Items stored from a collection
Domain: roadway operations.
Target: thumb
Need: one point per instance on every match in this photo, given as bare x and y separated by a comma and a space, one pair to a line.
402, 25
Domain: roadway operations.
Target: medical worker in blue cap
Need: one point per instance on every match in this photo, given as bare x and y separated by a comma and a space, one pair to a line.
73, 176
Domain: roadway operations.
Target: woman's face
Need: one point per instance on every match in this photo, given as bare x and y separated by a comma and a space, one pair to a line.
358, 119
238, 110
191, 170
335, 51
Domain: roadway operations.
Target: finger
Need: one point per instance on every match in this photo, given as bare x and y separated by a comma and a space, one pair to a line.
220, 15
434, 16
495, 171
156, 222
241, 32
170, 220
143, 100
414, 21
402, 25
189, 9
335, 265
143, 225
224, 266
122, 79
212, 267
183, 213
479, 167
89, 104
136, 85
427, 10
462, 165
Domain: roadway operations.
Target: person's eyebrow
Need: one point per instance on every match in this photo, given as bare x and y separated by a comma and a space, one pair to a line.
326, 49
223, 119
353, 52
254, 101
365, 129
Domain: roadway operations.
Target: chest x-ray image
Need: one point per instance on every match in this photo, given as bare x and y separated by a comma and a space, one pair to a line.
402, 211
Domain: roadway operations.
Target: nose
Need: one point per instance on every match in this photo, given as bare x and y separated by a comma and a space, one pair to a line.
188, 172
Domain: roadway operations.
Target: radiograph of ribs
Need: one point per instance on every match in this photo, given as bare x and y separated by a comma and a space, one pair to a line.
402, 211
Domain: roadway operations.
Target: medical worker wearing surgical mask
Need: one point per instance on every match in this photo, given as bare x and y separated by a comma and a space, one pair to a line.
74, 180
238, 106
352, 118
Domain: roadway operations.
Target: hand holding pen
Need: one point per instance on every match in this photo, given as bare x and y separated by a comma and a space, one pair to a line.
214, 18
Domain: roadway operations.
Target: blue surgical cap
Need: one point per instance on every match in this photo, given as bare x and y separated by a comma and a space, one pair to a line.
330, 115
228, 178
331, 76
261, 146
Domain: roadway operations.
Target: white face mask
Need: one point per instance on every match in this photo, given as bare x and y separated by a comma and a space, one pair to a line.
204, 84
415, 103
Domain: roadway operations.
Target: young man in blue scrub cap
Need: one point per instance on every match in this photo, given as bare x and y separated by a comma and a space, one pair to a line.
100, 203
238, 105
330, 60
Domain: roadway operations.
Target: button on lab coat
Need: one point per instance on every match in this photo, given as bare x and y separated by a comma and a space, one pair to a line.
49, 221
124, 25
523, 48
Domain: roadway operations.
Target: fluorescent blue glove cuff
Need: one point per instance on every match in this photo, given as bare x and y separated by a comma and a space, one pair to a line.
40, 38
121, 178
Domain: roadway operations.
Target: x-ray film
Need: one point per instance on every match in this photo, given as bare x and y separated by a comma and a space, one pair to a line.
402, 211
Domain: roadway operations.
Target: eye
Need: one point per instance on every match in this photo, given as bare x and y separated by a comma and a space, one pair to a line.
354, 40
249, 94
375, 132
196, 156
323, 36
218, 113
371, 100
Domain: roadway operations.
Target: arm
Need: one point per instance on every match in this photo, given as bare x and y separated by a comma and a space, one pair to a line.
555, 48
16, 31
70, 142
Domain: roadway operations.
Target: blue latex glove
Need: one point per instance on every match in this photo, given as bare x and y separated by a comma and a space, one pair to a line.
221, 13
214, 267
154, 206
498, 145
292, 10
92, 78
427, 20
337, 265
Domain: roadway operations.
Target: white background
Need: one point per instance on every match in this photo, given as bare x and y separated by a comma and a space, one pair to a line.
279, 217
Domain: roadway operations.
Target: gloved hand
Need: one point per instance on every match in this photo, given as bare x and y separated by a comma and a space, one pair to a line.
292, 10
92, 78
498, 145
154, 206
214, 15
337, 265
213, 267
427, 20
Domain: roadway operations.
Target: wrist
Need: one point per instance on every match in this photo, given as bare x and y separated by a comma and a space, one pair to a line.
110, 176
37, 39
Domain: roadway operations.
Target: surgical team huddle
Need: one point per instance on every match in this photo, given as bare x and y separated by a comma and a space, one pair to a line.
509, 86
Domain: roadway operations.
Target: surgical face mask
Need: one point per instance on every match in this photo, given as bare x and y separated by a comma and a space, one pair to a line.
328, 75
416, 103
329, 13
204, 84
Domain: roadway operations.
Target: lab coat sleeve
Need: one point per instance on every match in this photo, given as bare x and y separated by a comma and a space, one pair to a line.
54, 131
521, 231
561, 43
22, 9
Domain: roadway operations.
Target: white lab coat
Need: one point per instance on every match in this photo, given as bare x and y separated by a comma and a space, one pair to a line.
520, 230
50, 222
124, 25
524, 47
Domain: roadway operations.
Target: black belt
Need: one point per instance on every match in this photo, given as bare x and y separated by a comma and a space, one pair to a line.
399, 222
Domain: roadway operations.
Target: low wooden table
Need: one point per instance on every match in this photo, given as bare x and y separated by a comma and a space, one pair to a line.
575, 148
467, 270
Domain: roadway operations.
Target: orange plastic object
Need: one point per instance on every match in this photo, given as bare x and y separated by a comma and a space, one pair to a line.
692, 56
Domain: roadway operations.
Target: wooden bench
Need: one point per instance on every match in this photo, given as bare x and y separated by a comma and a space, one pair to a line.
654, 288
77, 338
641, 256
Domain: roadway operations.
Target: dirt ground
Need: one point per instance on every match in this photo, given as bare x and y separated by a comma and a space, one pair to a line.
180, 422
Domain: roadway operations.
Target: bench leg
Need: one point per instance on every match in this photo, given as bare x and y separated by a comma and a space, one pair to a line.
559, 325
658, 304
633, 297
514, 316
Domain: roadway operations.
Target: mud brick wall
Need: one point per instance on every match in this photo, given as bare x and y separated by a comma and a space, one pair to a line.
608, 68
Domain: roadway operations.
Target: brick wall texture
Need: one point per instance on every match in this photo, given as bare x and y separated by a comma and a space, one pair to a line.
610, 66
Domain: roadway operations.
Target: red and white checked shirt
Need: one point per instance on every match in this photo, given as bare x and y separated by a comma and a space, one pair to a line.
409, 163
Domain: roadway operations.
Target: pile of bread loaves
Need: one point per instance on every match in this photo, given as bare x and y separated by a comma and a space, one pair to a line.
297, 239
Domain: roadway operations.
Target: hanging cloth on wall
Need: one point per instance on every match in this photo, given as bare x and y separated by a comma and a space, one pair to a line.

DIRECTIVE
Pull out every line of the data above that contains the string "surgical". Treat case as significant when matching.

ANSWER TO THE TASK
Target: medical worker wearing surgical mask
Target: blue surgical cap
Target: surgical team huddle
Target: surgical face mask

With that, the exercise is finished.